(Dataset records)
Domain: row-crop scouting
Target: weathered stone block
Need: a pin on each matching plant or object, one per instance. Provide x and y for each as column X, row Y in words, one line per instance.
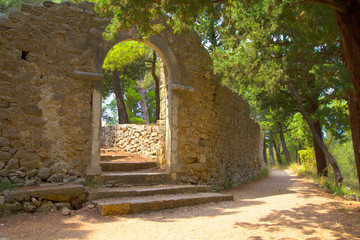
column 4, row 156
column 32, row 110
column 46, row 206
column 30, row 162
column 44, row 173
column 120, row 209
column 28, row 206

## Task prompt
Reproduce every line of the material above verbatim, omitting the pictures.

## Output for this task
Domain: row-crop scouting
Target: weathered stone block
Need: a pin on each matching plant or object, one per instance. Provide x and y for each as column X, row Y in words, one line per instance.
column 4, row 156
column 32, row 110
column 46, row 206
column 30, row 162
column 44, row 173
column 120, row 209
column 28, row 206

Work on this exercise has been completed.